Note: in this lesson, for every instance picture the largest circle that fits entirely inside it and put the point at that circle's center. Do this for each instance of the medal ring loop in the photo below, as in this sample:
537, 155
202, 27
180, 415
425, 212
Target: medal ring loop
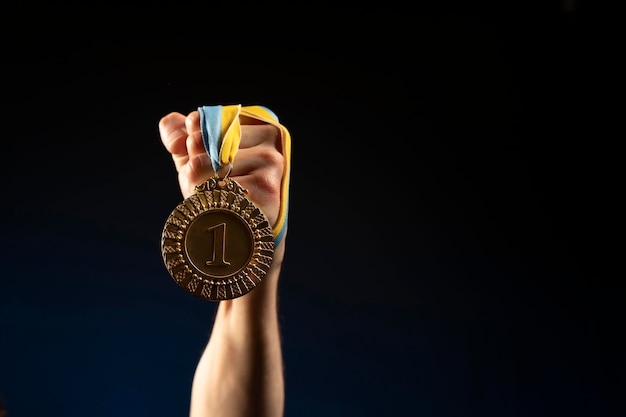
230, 169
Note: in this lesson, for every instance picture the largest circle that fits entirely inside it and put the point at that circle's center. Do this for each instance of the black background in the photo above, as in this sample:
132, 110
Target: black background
447, 253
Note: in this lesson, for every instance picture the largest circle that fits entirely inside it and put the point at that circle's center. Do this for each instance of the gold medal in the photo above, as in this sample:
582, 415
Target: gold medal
217, 244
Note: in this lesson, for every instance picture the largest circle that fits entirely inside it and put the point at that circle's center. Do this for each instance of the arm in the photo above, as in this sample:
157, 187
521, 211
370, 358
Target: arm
240, 371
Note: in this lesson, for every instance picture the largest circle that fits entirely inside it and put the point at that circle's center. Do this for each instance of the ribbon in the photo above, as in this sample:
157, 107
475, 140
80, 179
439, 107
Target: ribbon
221, 134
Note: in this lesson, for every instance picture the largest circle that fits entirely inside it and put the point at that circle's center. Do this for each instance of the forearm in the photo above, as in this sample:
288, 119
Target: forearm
240, 372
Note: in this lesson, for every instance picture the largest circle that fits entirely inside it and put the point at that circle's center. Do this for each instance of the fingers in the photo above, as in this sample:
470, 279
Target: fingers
255, 135
174, 137
195, 144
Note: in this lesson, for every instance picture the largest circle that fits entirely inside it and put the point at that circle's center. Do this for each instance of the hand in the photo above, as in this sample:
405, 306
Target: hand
258, 165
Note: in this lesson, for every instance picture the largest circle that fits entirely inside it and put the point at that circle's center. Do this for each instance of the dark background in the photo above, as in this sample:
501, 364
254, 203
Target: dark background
446, 248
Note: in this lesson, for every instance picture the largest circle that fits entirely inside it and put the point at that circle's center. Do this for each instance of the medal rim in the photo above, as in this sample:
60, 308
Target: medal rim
190, 277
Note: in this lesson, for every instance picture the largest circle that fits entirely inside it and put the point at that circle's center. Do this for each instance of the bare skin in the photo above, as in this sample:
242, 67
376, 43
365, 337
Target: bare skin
240, 372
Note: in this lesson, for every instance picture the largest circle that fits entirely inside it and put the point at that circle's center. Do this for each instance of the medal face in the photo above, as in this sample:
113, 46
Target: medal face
217, 244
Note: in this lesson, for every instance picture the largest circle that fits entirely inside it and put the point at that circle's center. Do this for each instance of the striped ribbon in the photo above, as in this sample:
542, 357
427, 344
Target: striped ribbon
221, 133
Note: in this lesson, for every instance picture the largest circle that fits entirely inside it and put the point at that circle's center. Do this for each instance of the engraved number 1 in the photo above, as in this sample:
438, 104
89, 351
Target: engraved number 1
219, 245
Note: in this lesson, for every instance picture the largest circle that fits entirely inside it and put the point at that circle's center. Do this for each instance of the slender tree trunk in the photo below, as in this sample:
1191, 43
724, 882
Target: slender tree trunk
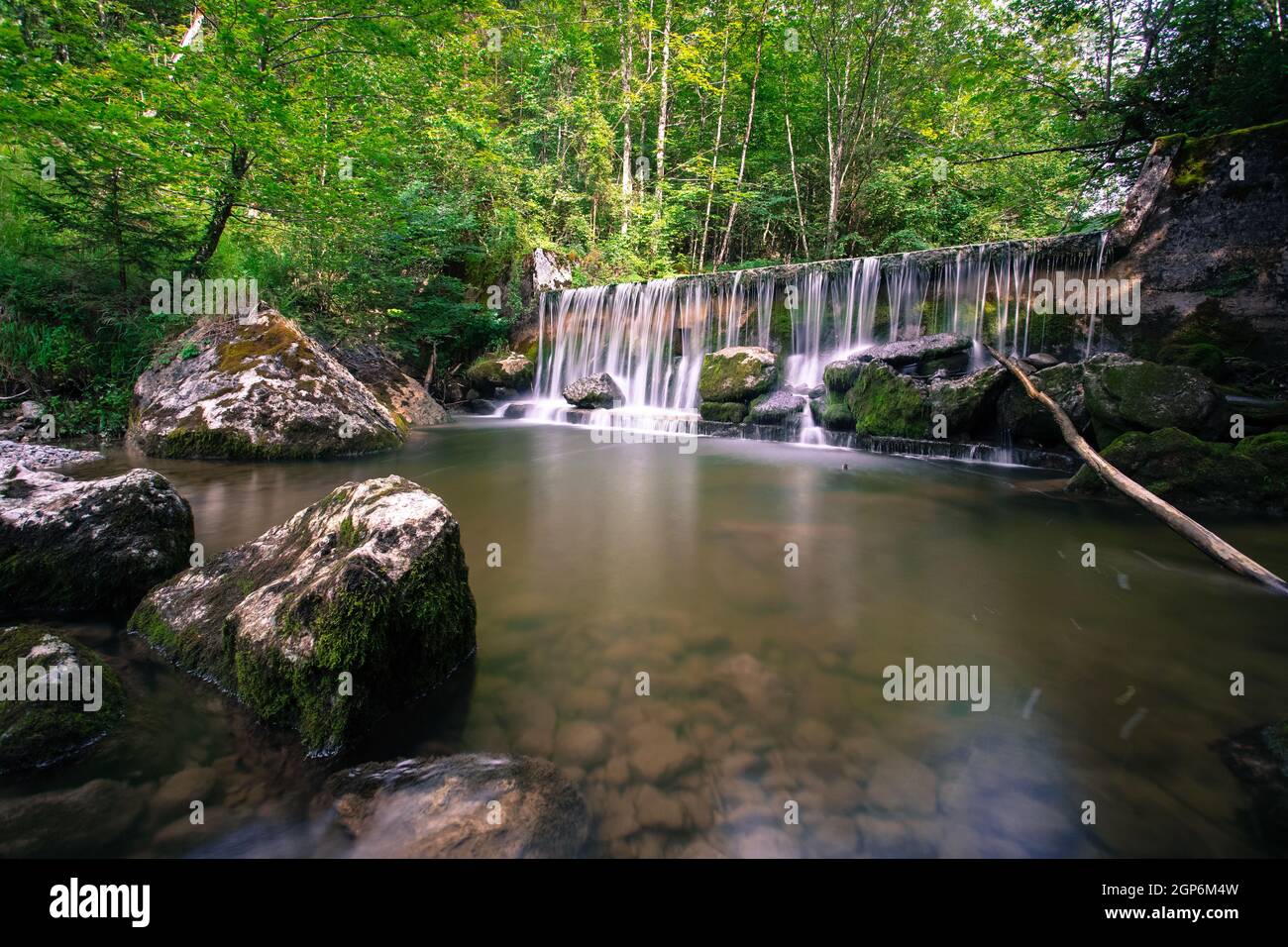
742, 159
715, 151
664, 105
797, 187
223, 209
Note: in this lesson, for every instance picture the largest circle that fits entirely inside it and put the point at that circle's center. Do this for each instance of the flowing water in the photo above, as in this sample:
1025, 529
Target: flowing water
1108, 684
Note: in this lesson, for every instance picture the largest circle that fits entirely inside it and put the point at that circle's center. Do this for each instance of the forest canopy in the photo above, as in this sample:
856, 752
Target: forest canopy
376, 166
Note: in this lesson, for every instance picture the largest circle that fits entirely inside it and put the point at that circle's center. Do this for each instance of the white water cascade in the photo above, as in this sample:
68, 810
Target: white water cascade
651, 338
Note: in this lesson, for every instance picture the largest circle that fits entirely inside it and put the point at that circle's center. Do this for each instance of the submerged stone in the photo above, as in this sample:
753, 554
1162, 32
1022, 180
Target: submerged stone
56, 698
257, 388
88, 547
471, 805
353, 607
738, 372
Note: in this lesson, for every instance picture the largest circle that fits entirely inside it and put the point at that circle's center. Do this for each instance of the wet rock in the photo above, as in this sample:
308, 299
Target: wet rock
912, 351
592, 390
1194, 474
580, 741
656, 753
901, 784
257, 388
353, 607
404, 397
738, 372
966, 402
77, 822
473, 805
43, 457
1125, 394
1258, 758
86, 547
1028, 420
776, 407
40, 732
887, 403
726, 411
501, 369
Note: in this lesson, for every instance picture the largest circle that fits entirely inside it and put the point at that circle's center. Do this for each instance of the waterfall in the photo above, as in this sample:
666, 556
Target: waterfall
652, 337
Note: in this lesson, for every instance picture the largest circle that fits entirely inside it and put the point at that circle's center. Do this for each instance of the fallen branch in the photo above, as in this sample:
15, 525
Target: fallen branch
1201, 536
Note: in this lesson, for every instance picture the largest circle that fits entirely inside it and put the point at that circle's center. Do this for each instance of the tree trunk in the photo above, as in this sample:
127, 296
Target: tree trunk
1201, 536
742, 161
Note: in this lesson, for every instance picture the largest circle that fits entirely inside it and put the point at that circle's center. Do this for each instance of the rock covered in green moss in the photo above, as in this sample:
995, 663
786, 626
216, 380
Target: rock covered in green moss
738, 372
471, 805
503, 369
726, 411
1028, 420
68, 699
353, 607
1192, 474
887, 403
593, 390
257, 388
86, 547
1127, 394
404, 397
832, 412
776, 407
966, 402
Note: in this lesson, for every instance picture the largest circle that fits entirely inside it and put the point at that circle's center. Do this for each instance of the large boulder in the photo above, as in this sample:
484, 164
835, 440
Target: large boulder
1125, 394
593, 390
776, 407
88, 547
404, 397
507, 369
473, 805
887, 403
40, 722
1194, 474
913, 351
256, 388
1028, 420
353, 607
738, 372
965, 402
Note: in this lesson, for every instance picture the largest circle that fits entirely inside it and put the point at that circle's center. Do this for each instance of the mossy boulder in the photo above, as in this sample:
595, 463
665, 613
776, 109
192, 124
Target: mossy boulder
501, 369
832, 411
353, 607
438, 808
1028, 420
970, 401
257, 388
887, 403
726, 411
1126, 394
738, 372
72, 548
776, 407
593, 390
404, 397
53, 727
1192, 474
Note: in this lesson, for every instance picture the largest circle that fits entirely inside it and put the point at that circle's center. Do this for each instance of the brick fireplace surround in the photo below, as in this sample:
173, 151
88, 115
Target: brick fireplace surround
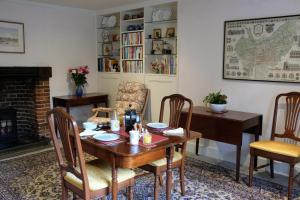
26, 89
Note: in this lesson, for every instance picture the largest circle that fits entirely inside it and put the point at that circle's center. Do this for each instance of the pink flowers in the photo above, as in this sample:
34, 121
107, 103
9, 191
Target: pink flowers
79, 75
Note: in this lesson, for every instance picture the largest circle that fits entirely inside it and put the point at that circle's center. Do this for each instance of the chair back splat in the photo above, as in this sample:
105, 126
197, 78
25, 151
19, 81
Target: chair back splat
176, 102
291, 119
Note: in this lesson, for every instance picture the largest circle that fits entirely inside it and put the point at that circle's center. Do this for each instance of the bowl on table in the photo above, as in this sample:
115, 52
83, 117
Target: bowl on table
89, 125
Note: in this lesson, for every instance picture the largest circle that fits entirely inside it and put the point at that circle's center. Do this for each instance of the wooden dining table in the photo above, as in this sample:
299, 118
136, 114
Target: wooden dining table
124, 155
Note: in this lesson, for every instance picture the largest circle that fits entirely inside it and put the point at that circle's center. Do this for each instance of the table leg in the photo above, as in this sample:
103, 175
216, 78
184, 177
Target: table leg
169, 156
255, 157
197, 146
238, 162
114, 181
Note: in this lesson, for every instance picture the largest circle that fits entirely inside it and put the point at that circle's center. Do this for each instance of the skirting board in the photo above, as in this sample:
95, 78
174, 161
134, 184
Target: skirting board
214, 153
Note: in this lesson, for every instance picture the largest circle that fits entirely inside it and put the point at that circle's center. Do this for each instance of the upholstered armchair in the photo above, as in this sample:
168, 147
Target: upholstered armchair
129, 93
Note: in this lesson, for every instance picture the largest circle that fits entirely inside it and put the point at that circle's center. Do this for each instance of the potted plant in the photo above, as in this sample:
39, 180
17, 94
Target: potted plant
79, 76
217, 101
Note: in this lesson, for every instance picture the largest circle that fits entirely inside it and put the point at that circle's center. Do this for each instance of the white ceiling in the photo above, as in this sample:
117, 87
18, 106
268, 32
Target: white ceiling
89, 4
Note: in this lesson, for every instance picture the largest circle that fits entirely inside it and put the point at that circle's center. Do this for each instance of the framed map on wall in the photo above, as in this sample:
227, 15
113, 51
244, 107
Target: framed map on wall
264, 49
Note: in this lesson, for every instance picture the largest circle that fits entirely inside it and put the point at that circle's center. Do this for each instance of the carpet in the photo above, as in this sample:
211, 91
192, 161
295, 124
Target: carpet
37, 177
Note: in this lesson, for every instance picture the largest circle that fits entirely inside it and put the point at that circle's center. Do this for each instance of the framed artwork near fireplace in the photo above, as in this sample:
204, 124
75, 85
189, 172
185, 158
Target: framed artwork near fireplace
12, 37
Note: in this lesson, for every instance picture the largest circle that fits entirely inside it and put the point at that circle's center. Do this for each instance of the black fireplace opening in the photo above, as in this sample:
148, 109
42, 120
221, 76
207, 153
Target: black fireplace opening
24, 102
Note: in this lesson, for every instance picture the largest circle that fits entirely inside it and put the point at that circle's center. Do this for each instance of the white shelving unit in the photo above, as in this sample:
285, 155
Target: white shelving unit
141, 56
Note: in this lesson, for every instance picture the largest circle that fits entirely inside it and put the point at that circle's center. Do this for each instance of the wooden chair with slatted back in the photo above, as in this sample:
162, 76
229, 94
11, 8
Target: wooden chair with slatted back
176, 102
286, 150
85, 179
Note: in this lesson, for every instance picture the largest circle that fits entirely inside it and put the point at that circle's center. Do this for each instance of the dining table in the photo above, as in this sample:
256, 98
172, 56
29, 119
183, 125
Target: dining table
121, 154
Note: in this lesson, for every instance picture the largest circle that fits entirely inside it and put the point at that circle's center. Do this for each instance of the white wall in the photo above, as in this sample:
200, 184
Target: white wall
54, 36
201, 40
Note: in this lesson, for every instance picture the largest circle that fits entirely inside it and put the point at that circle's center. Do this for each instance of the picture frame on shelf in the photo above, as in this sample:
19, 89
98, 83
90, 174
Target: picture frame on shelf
170, 32
157, 33
105, 36
107, 49
157, 46
12, 37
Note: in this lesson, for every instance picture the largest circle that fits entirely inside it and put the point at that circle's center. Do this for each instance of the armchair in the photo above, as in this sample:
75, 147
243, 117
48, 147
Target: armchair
129, 93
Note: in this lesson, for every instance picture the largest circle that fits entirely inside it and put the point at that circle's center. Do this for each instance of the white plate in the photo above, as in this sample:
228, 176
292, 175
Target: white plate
106, 137
157, 125
88, 132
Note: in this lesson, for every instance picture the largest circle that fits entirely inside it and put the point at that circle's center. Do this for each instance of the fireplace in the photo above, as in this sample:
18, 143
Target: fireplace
24, 101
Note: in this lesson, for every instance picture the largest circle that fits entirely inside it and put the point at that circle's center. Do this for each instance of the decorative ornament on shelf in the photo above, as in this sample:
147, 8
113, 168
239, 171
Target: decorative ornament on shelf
217, 101
79, 77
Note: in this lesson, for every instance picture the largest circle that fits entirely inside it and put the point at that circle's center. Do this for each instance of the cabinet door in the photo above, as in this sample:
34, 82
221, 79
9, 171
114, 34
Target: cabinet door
160, 86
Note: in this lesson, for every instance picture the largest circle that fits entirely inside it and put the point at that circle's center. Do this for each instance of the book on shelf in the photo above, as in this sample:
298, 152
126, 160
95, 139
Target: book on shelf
106, 64
132, 53
132, 66
136, 38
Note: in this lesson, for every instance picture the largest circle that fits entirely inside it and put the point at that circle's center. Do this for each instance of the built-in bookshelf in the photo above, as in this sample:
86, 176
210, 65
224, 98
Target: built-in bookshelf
108, 42
161, 39
143, 40
132, 45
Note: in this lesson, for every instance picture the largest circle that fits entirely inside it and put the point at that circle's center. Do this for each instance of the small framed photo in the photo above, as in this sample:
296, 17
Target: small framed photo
12, 37
107, 49
157, 46
157, 33
170, 32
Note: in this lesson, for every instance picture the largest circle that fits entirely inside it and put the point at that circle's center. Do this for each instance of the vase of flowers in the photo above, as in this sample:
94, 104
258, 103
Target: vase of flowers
217, 101
79, 77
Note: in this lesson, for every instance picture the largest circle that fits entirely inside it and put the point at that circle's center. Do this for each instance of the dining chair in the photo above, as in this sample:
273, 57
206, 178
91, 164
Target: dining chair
129, 93
284, 138
85, 179
176, 103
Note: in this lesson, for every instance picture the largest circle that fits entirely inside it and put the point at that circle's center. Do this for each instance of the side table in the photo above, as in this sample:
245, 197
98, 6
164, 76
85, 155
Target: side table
87, 99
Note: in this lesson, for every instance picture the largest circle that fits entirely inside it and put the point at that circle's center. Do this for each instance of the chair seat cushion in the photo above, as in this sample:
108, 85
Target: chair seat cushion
177, 156
99, 175
99, 120
277, 147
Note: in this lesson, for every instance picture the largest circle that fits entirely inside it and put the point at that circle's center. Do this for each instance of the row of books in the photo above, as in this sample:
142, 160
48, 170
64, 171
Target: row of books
132, 66
135, 38
132, 52
108, 65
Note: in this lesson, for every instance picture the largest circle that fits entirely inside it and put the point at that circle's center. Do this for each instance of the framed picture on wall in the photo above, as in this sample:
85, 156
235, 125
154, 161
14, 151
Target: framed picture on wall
157, 33
12, 37
262, 49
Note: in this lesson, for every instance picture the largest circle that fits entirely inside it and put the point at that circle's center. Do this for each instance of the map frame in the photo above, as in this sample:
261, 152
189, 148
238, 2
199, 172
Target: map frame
262, 49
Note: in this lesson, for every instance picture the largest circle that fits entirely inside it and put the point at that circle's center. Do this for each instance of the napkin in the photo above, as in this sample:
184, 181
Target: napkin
174, 132
88, 132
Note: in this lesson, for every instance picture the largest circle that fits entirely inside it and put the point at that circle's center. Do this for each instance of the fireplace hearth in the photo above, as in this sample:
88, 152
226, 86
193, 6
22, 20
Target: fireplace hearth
24, 101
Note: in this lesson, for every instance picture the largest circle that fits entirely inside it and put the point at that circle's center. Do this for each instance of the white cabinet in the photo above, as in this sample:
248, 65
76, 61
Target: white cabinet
144, 49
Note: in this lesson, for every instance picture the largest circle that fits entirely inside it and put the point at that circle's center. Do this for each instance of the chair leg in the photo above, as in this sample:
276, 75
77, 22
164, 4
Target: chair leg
74, 196
129, 193
272, 168
251, 170
156, 186
64, 195
161, 182
182, 183
291, 180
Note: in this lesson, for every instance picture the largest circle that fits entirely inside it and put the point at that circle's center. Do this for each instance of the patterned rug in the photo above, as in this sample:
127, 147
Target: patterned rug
37, 177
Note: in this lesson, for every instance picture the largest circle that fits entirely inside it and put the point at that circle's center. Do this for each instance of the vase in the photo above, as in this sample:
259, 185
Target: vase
218, 108
79, 91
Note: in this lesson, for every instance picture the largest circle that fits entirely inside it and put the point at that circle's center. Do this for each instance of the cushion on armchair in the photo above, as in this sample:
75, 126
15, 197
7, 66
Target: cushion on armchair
133, 93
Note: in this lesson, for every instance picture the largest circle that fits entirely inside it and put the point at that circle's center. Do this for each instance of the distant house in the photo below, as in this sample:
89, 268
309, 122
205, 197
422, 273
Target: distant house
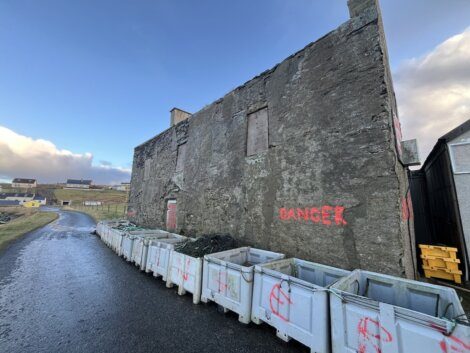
23, 183
78, 184
8, 203
16, 196
122, 187
40, 199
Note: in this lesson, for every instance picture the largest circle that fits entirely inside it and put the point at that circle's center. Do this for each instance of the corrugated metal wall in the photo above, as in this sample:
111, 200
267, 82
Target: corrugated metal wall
437, 216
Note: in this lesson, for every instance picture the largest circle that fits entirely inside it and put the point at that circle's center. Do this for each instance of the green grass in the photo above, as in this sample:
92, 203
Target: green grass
99, 213
78, 196
24, 224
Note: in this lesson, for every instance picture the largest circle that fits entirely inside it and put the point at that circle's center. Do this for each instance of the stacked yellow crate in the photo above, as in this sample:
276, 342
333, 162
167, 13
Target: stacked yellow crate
441, 262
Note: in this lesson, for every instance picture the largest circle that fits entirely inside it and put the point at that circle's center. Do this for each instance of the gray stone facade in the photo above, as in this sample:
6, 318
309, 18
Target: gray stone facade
301, 159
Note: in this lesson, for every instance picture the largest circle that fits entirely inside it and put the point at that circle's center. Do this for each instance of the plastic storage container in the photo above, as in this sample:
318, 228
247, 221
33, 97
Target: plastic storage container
141, 246
127, 245
371, 312
292, 296
228, 278
186, 272
158, 256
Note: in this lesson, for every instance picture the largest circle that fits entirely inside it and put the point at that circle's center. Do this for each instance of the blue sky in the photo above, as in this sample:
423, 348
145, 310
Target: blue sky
100, 76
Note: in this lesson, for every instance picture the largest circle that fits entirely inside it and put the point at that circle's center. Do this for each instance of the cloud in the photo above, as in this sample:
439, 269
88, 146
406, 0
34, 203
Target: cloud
433, 91
22, 156
106, 163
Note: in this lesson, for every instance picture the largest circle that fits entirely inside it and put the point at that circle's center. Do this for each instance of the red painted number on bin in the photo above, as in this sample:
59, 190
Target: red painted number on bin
277, 299
456, 345
370, 341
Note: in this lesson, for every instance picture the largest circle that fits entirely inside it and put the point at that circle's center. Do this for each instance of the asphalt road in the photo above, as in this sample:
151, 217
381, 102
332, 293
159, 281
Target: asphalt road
63, 290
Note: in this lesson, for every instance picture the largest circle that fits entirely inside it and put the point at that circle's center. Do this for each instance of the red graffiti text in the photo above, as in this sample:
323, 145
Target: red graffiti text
326, 215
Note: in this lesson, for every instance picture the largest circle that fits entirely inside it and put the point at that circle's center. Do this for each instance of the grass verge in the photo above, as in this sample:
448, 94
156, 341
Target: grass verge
24, 224
101, 212
78, 196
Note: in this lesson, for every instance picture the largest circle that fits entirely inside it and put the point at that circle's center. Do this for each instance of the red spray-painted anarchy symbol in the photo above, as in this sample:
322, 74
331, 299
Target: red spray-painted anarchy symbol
280, 299
456, 346
367, 338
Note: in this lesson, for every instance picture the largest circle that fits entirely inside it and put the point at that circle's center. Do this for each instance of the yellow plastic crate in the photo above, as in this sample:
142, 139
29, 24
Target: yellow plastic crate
438, 251
439, 262
450, 275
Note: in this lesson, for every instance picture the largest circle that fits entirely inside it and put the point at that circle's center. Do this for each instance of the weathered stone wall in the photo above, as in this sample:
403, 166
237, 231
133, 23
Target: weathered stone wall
329, 188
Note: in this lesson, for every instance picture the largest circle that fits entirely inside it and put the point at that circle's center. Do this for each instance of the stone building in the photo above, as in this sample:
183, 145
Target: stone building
305, 158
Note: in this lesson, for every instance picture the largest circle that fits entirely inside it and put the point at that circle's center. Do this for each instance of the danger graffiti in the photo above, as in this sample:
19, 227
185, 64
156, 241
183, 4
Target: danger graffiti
326, 215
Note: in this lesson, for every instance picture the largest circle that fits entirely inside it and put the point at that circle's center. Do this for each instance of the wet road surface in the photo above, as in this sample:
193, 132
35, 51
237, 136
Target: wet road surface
63, 290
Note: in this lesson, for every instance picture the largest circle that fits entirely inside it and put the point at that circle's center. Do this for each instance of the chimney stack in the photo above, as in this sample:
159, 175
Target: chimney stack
178, 115
358, 7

◆ **AIM OF THE TASK**: Repeat word for word every line from the one that holds "of the danger" to the end. Both ends count.

◆ **ANSWER TO THE TASK**:
Note: in this lesson, for every instance picture the largest circle that fits entirely inside it and put the point at that circle's center. Do this for each instance of the danger graffiti in the photo above, as in this sample:
19, 227
185, 64
156, 241
183, 4
Target: danger graffiti
326, 215
Note: in this lesson, for every instance picture the largest circle that fits entirely inside it and put the point at that circle's center. Do this for each instance of the wet road surface in the photo above, as in this sample:
193, 132
35, 51
237, 136
Target: wet road surface
63, 290
Note: in this lesson, for every instance picture the largest circle that fits entirely inside it and put the point at that circle's center. Do this for each instance of the chimney stack in the photo above, as in this sample:
159, 175
Target: chimney stack
178, 115
358, 7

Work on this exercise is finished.